# The tasks
**A.** In the HVAC air flow text, where on the unit housing is the defrost outlet located?
**B.** Decide whether each statement agrees with the HVAC air flow text. Answer yes or no for each, and quote the deciding words.
(i) The floor outlet is located on the bottom of the unit housing.
(ii) The airflow from the defroster outlet can be adjusted.
(iii) The vehicle has two rear floor outlets.
**C.** Carry on the HVAC air flow text from its last sentence.

# Source text
Part 2 of 2

Fig.11 HVAC Outlets:

AIR FLOW DISTRIBUTION
Based upon the system mode selected, conditioned air can exit the standard heater-only or optional heater-A/C unit housing through one or a combination of the three main housing outlets: defrost, panel or floor. The defrost outlet is located on the top of the housing, the panel outlet is located on the face of the housing and the floor outlet is located on the bottom of the housing. Once the conditioned air exits the unit housing, it is further directed through molded plastic ducts to the various outlets in the vehicle interior. These outlets and their locations are as follows:
- Defroster Outlet - A single large defroster outlet is located in the center of the instrument panel top cover, near the base of the windshield.
- Side Window Demister Outlets - There are two side window demister outlets, one is located at each outboard end of the instrument panel top cover, near the belt line at the A-pillars.
- Panel Outlets - There are four panel outlets in the instrument panel, one located near each outboard end of the instrument panel facing the rear of the vehicle and two located near the top of the instrument panel center bezel.
- Front Floor Outlets - There are four front floor outlets, two located above each side of the floor panel center tunnel near the dash panel.
- Rear Floor Outlets - There are two rear floor outlets, one located on each side of the floor panel center tunnel near the front of each rear seat foot well.

The defroster outlet receives airflow from the unit housing through the molded plastic defroster duct, which is snapped onto the unit housing defroster outlet and secured by two tabs to mounting slots in the dash panel. The airflow from the defroster outlet is directed by fixed vanes in the defroster outlet grille and cannot be adjusted. The defroster outlet grille is integral to the instrument panel top cover.

# Material supplied

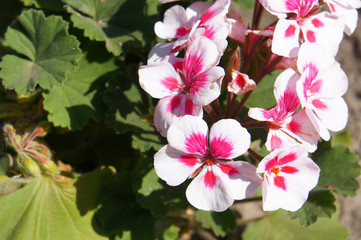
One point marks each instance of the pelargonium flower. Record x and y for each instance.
(323, 28)
(346, 10)
(320, 89)
(183, 89)
(206, 19)
(284, 123)
(288, 175)
(193, 151)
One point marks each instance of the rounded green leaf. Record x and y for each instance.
(45, 209)
(46, 52)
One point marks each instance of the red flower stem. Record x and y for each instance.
(255, 155)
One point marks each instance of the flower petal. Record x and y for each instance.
(228, 139)
(208, 192)
(174, 166)
(189, 135)
(170, 109)
(159, 79)
(286, 38)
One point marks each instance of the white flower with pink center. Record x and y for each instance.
(323, 28)
(284, 123)
(320, 89)
(346, 10)
(193, 151)
(183, 89)
(200, 18)
(288, 175)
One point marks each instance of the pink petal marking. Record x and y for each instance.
(310, 35)
(182, 31)
(189, 106)
(196, 143)
(221, 148)
(271, 163)
(290, 31)
(229, 170)
(209, 32)
(288, 169)
(317, 23)
(170, 83)
(276, 142)
(174, 103)
(207, 15)
(210, 179)
(288, 158)
(280, 182)
(188, 160)
(319, 104)
(294, 127)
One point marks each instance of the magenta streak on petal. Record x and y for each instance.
(319, 104)
(209, 32)
(196, 143)
(271, 163)
(310, 35)
(189, 107)
(280, 182)
(290, 31)
(181, 31)
(174, 103)
(188, 160)
(227, 169)
(288, 158)
(170, 83)
(209, 179)
(294, 126)
(221, 147)
(289, 170)
(311, 76)
(207, 15)
(317, 23)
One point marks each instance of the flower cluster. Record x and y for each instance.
(303, 42)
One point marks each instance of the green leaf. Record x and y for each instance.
(219, 222)
(246, 4)
(12, 184)
(262, 96)
(153, 193)
(319, 204)
(89, 187)
(277, 226)
(55, 5)
(4, 164)
(119, 23)
(46, 52)
(44, 209)
(129, 110)
(78, 99)
(120, 213)
(340, 169)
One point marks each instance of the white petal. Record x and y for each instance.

# Solved tasks
**A.** On the top of the housing.

**B.**
(i) Yes: "the floor outlet is located on the bottom of the housing"
(ii) No: "The airflow from the defroster outlet is directed by fixed vanes in the defroster outlet grille and cannot be adjusted."
(iii) Yes: "There are two rear floor outlets"

**C.**
The side window demister outlets receive airflow from the unit housing through the air outlet distribution duct, two molded plastic demister hoses and, on the right side only, an intermediate duct. The air outlet distribution duct is secured to the instrument panel with screws and receives airflow through the panel outlet of the unit housing. The airflow from the side window demister outlets is directed by fixed vanes in the demister outlet grilles and cannot be adjusted. The side window demister outlet grilles are integral to the instrument panel top cover.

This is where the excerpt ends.